◆ Work order
Beginning at the line that contains "Query: utility pole" and ending at the last line of the records below, retype each line exactly and add nothing.

##### Records shown #####

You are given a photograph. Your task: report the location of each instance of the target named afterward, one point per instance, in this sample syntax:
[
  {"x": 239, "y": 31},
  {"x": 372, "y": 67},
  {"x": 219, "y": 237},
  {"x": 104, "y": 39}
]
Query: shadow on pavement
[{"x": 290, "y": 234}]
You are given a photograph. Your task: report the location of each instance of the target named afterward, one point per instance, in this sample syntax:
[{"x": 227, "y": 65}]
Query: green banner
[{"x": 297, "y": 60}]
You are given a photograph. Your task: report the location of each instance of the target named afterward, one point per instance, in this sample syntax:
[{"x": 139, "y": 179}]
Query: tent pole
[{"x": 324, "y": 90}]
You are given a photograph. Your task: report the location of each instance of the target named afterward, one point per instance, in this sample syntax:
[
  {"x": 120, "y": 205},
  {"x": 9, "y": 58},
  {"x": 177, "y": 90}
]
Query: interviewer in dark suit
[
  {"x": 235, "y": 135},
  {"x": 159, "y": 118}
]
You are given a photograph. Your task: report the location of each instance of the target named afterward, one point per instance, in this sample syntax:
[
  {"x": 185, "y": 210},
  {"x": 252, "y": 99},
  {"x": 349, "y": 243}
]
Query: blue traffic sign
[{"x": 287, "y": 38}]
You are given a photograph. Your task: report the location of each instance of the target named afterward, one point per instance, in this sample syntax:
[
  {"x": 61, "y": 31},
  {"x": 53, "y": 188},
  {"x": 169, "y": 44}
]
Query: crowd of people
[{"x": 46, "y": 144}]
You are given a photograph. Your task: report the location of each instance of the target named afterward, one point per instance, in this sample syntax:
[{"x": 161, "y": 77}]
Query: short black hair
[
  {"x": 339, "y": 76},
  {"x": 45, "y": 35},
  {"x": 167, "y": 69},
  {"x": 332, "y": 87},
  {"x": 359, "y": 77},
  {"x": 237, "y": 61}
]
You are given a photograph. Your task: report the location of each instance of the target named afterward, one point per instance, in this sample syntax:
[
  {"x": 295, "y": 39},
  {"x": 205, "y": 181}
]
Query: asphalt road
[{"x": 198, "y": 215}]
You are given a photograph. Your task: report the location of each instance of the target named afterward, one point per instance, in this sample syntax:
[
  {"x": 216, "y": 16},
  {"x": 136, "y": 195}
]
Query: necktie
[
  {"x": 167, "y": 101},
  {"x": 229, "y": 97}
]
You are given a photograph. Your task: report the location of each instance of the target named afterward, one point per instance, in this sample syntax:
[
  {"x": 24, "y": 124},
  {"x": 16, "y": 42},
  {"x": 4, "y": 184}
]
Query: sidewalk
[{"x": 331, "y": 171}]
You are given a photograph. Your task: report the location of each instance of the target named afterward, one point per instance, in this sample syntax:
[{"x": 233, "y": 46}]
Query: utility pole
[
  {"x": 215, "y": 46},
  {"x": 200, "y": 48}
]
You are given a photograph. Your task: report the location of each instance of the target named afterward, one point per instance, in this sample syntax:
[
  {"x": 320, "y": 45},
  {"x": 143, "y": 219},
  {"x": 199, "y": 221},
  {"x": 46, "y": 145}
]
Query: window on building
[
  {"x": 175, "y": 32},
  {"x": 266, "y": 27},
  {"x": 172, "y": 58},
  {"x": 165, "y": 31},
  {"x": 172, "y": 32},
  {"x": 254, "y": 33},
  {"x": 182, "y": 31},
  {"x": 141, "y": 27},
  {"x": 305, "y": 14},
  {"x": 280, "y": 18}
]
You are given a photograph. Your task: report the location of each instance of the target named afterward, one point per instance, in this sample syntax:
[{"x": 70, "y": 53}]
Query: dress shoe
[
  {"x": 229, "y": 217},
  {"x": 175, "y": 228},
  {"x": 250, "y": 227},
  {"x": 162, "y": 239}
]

#####

◆ Answer space
Query: utility pole
[
  {"x": 215, "y": 46},
  {"x": 200, "y": 48}
]
You are given a photograph. Your task: report the location of each instance of the target named afterward, one point per instance, in this sample syntax:
[
  {"x": 320, "y": 45},
  {"x": 143, "y": 219},
  {"x": 199, "y": 221},
  {"x": 46, "y": 145}
]
Query: window on building
[
  {"x": 175, "y": 32},
  {"x": 266, "y": 27},
  {"x": 172, "y": 58},
  {"x": 165, "y": 31},
  {"x": 172, "y": 32},
  {"x": 254, "y": 33},
  {"x": 182, "y": 31},
  {"x": 141, "y": 27},
  {"x": 305, "y": 14},
  {"x": 280, "y": 18}
]
You are given a photograph. Your task: report the location of each instance of the target named afterward, one point per instance, in this sample syntax:
[{"x": 70, "y": 53}]
Query: dress shoe
[
  {"x": 229, "y": 217},
  {"x": 175, "y": 228},
  {"x": 250, "y": 227},
  {"x": 162, "y": 239}
]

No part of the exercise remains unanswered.